Your goal> Rewrite the data below, swapping "in the style of this sample" for "following this sample" wherever it occurs and leaving everything else as it is.
┏━━
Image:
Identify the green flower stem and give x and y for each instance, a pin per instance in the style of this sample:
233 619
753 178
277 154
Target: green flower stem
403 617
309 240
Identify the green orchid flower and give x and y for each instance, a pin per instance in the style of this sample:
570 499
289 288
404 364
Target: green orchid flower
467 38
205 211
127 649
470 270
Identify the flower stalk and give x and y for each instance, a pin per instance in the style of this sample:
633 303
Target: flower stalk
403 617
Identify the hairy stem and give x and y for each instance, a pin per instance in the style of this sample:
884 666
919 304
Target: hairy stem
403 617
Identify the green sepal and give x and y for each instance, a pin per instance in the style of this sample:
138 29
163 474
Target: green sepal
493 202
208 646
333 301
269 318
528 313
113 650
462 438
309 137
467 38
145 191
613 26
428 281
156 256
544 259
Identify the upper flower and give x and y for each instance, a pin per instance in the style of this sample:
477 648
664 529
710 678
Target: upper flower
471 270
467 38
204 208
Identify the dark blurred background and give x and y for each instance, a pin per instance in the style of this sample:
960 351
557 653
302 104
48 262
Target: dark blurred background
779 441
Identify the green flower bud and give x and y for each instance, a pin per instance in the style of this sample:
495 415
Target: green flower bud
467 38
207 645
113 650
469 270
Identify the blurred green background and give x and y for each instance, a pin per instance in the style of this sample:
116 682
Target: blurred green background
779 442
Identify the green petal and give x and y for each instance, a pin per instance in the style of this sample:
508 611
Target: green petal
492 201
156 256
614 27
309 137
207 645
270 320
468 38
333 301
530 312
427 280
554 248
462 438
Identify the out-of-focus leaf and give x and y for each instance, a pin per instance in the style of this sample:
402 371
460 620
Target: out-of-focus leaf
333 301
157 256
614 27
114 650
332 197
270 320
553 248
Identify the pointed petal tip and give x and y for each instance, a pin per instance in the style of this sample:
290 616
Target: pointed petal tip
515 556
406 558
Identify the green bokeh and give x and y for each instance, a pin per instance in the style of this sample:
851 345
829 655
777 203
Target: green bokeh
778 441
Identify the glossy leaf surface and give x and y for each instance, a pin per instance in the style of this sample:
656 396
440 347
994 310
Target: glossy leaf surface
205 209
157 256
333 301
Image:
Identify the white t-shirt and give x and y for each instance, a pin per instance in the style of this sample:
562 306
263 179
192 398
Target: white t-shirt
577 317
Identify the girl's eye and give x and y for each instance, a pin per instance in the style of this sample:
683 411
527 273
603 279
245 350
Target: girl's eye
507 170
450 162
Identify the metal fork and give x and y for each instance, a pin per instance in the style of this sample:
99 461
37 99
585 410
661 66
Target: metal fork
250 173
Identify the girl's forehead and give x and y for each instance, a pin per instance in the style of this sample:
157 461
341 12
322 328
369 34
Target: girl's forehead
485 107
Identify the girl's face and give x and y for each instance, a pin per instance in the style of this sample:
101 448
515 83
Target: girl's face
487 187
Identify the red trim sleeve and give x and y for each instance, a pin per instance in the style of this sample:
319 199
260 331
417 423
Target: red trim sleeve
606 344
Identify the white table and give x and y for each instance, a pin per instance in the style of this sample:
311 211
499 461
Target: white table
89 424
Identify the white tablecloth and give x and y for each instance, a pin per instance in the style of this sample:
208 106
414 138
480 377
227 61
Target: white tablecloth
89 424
┗━━
Result of the task>
Image:
Identify the green flower stem and give x and y for each instance, a pin per instance following this sample:
233 619
753 178
277 154
Target: green flower stem
403 617
309 240
Identify the green orchid flower and give x and y for each instance, a pin per instance following this sample:
570 499
289 288
404 364
Target: green orchid flower
467 38
205 211
127 649
470 270
Identify the flower stalk and give x and y for each instance, a pin per instance following this sample:
633 303
Target: flower stalk
403 617
Identify the hairy stem and give x and y for each instance, a pin per instance following this sample:
884 666
919 304
Target: hairy stem
403 617
Identify the green sepal and give x and y for each instance, a pin per instance following this sample:
138 29
163 474
Target: green sepal
493 202
208 646
333 301
269 318
528 313
113 650
462 438
309 137
467 38
145 191
613 26
428 281
156 256
544 259
Identify the upper flower and give x and y for each instance, a pin per instance following this sample:
477 648
664 529
710 678
Target: upper flower
471 270
467 38
204 208
Identify the dark blurred background and give x and y for each instance, a pin per instance following this sample:
960 351
557 653
302 104
48 262
Target: dark blurred background
779 441
Identify the green flower bud and give x and y for each instance, a pin per instance following this sample:
495 415
Target: green flower bud
467 38
207 645
113 650
469 270
Identify the blurred green background and give x and y for each instance, a pin per instance following this sample:
116 682
Target: blurred green background
779 442
Identify the green petal and give x and y for each instance, a pin per instance following this sample:
508 611
Target: green petal
492 201
156 256
614 27
309 137
207 645
270 320
468 38
333 301
530 312
427 280
554 248
462 438
Identify the out-of-focus leaf and give x and y for each instance, a pin per instance following this sample:
402 371
460 620
Target: out-of-focus leaf
333 301
157 256
614 27
114 650
332 197
270 320
553 248
Identify the pointed petal tip and give x and y for each instance, a pin per instance following this sample:
290 616
Target: pointed petal tip
515 556
406 558
Identify the green bokeh and give x and y for each instance, a pin per instance following this sample:
851 345
829 655
777 203
Target: green bokeh
778 441
Identify the glossy leaf surface and give x and y for each instance, a pin per instance following this sample:
656 396
440 347
994 310
Target: glossy leaf surface
205 209
157 256
333 301
Image:
Identify the white t-shirt and give x and y for each instance, a pin per instance following this sample:
562 306
263 179
192 398
Target: white t-shirt
577 317
Identify the girl's eye and give x and y for each instance, a pin per instance following this sample:
683 411
527 273
603 279
245 350
Target: girl's eye
507 170
450 162
Identify the metal fork and give x and y for each instance, a pin per instance following this sample:
99 461
37 99
585 410
661 66
Target: metal fork
250 173
Identify the girl's forehead and give x and y for each instance, a pin per instance following this sample:
157 461
341 12
322 328
369 34
Target: girl's forehead
485 107
Identify the girl's face and give x and y for each instance, a pin per instance following this sample:
101 448
515 83
Target: girl's face
487 187
Identify the red trim sleeve and give x and y for each instance, a pin per instance following this sample:
319 199
260 331
417 423
Target: red trim sleeve
606 344
Identify the white table and give x and y for each instance, a pin per instance following this sample:
311 211
499 461
Target: white table
89 424
Identify the white tablecloth and give x and y for each instance, a pin per instance following this sample:
208 106
414 138
480 377
227 61
Target: white tablecloth
89 424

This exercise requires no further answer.